▶ [Ausgewählter Text]
>>

Lenovo IdeaPad Flex 5 14ARE05 Graphite Grey, Ryzen 5 4500U, 8GB RAM, 512GB SSD, IPS, Fingerprint-Reader, beleuchtete Tastatur ab &euro;' '694,00 (2020) | Preisvergleich Geizhals Deutschland                                           Gewicht leider 1,5 KG ..... Preis ist gut!
ASUS ZenBook 14 UM425IA-AM010T Pine Grey ab &euro;' '849,00 (2020) | Preisvergleich Geizhals Deutschland                            Gewicht 1,22 KG TOP! Akku sehr gut... recht teuer aber wäre zur Not eine Option


----------



## meus (26. Juli 2020)

mit der 16 Gbyte Konfiguration und alle was ich brauche geht es wohl bei diesem Modell los:
ASUS ZenBook 14 UM433IQ-A5028T Light Grey ab &euro;' '1024,00 (2020) | Preisvergleich Geizhals Deutschland

Oder hat jemand eine günstigere Alternative


----------



## fotoman (26. Juli 2020)

Nur mal so als kleine Gegenfrage: hast Du auf Deinem PC noch nie ein Video bearbeitet und möchtest das nun erstmal (während der Reise) mobil tun?

Klar, am PC würde ich wohl einen Ryzen 3950X, 32 GB Ram, ein paar TB an SSD und zwei Monitore (einen mind. in der Videoauflösung und einen für die Bedienelemente) vorschlagen. Mobil ist das für mich aber völlig überzogen. Jedenfalls für das, was ich dort an Bearbeitung erwarten würde. Irgendwie müssen die fertigen Videos ja auch noch der Welt mitgeteilt werden, was selbst mit einer ausländischen LTE Flatrate mit 4K schon schwierig/langatmig wird.

<<

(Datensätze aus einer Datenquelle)
>>

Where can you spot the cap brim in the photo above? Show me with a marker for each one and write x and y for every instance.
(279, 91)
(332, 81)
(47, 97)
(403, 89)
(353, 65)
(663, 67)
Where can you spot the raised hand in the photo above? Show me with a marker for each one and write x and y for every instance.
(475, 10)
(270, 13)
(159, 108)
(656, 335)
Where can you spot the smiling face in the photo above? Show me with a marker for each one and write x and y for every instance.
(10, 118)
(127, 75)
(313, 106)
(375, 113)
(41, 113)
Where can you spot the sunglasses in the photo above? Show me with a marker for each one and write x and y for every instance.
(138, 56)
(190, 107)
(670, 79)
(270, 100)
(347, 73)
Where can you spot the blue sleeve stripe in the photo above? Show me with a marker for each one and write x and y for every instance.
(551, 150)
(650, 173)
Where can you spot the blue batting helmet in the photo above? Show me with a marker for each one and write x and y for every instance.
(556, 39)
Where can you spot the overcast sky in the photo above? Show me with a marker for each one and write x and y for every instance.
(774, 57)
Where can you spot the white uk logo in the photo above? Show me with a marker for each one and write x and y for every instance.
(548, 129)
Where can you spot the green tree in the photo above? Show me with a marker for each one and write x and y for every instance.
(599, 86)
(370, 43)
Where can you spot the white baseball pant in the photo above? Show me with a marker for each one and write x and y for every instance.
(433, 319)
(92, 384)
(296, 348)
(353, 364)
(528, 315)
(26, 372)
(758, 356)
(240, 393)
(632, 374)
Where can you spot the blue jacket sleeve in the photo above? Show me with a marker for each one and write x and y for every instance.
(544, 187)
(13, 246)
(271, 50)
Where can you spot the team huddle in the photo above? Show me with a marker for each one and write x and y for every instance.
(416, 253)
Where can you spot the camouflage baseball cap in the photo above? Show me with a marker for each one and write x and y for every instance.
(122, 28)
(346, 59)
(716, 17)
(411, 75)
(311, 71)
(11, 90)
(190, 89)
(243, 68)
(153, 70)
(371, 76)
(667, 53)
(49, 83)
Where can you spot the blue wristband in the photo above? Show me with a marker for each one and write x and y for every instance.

<<

▶ [Zu erledigende Aufgaben]
1. Gib den ausgewählten Text von „## fotoman (26.“ bis „Reise) mobil tun?“ wortgetreu wieder.
2. Welches Gewicht nennt der ausgewählte Text für das ASUS ZenBook 14 UM425IA-AM010T?
3. Warum hält fotoman laut dem ausgewählten Text eine Ausstattung mit Ryzen 3950X, 32 GB RAM und zwei Monitoren unterwegs für unpassend? Erkläre es in ein bis drei Sätzen.

▶ [Endergebnisse]
1.
## fotoman (26. Juli 2020)

Nur mal so als kleine Gegenfrage: hast Du auf Deinem PC noch nie ein Video bearbeitet und möchtest das nun erstmal (während der Reise) mobil tun?

2. 1,22 KG

3. Für die Bearbeitung, die fotoman unterwegs erwarten würde, ist eine solche Ausstattung mobil völlig überzogen. Außerdem müssen die fertigen Videos noch veröffentlicht werden, und das wird bei 4K selbst mit einer ausländischen LTE-Flatrate schwierig und langatmig.